▶ Problem to solve
Could you restate all of the records exactly, leaving out the pictures?

====================

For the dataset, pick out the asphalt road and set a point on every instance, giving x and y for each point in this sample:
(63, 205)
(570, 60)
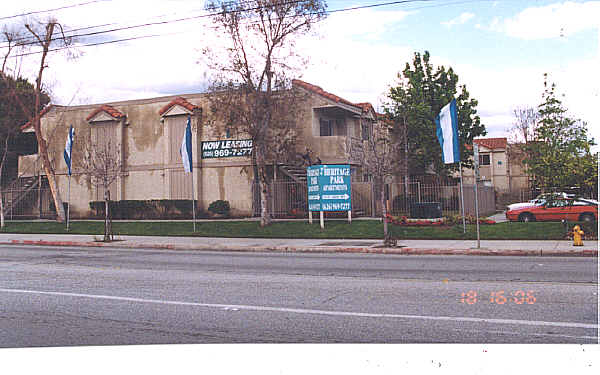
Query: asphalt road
(73, 296)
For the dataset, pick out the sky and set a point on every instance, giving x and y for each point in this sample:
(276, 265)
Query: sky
(499, 49)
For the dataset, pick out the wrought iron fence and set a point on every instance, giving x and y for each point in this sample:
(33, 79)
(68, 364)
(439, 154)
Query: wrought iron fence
(28, 203)
(289, 199)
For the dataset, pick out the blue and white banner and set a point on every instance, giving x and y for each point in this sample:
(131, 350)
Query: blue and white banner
(69, 148)
(186, 148)
(447, 133)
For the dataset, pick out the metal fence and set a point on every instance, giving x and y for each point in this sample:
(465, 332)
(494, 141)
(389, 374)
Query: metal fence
(28, 203)
(289, 199)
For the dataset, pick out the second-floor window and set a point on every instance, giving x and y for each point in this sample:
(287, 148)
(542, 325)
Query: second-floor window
(366, 132)
(326, 128)
(331, 127)
(484, 159)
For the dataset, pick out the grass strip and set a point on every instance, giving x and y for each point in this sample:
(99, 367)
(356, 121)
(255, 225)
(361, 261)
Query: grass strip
(359, 229)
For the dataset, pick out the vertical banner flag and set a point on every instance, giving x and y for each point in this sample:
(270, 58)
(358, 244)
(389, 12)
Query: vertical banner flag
(447, 133)
(69, 148)
(186, 148)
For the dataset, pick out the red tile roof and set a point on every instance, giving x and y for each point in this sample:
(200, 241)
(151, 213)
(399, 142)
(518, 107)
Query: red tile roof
(323, 93)
(491, 143)
(178, 101)
(105, 108)
(42, 113)
(366, 107)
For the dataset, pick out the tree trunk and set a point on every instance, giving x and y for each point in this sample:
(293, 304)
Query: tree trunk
(107, 222)
(1, 169)
(58, 203)
(383, 210)
(265, 216)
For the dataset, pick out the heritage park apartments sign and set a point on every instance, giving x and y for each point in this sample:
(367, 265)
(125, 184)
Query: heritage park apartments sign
(226, 149)
(329, 189)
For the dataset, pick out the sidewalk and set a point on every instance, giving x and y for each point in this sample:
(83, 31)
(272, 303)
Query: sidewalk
(407, 247)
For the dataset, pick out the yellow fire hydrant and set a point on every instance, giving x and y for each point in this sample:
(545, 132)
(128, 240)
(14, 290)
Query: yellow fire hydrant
(577, 236)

====================

▶ Problem solution
For the dataset, pick out the asphalt road and set a point on every instance, giving x and y for each point in this sample:
(63, 205)
(570, 60)
Query: asphalt road
(73, 296)
For the dataset, pick out the sky and set a point on every instance, giving x and y for each point in this sample:
(276, 265)
Query: sky
(499, 49)
For the dataset, pick out the wrought iron fence and set a point on every instance, giving x and y for each point in this sample:
(33, 79)
(68, 364)
(439, 154)
Query: wrought iron fence
(28, 203)
(289, 199)
For the dataset, pick out the blue and white banner and set a point on every instance, giving x and y for each point in this sample:
(131, 350)
Query: blue and white banner
(69, 148)
(186, 148)
(447, 133)
For the dataset, pick out the metal fence and set a point on every instance, giving x and y for each point in this sample:
(465, 332)
(494, 141)
(389, 374)
Query: metal fence
(28, 203)
(289, 199)
For the dataset, pick out the second-floor window and set a point on every instance, giving x and y for each point in this sample:
(287, 148)
(542, 325)
Query: second-floor window
(366, 132)
(326, 128)
(331, 127)
(484, 159)
For the dataset, pick out the grass strip and set a point on every instance, giving x and y for each point in this sample:
(99, 367)
(356, 121)
(255, 225)
(361, 261)
Query: grass strip
(359, 229)
For the dataset, pick out the vertical banner flag and set a point on every instance, giving x and y for each point in this sample:
(270, 58)
(358, 244)
(389, 12)
Query: vertical banner flag
(447, 133)
(69, 148)
(186, 148)
For the dataset, pick out the red tile roof and set a point on every instance, giving x and y for each point in this sample:
(200, 241)
(151, 213)
(399, 142)
(518, 107)
Query: red tile roof
(323, 93)
(491, 143)
(178, 101)
(105, 108)
(42, 113)
(366, 107)
For the dataset, pick out the tree trunk and set a point on every instance, giving x and y for each point in this sample:
(293, 304)
Query: tree trunk
(107, 222)
(1, 169)
(58, 203)
(383, 210)
(265, 216)
For the dataset, pick out the heritage park apartments sign and set a point on every instance, giving x and y for each point in this sample:
(367, 265)
(125, 184)
Query: heritage park apartments sign
(226, 149)
(329, 189)
For the dataset, pick out the sidewalk and set a point on every instance, giving x and y for each point in this sample:
(83, 31)
(272, 303)
Query: sidewalk
(407, 247)
For the dataset, pick out the yellow fire hydrant and set a point on every instance, giving x and y for each point in this sample:
(545, 132)
(128, 240)
(14, 290)
Query: yellow fire hydrant
(577, 236)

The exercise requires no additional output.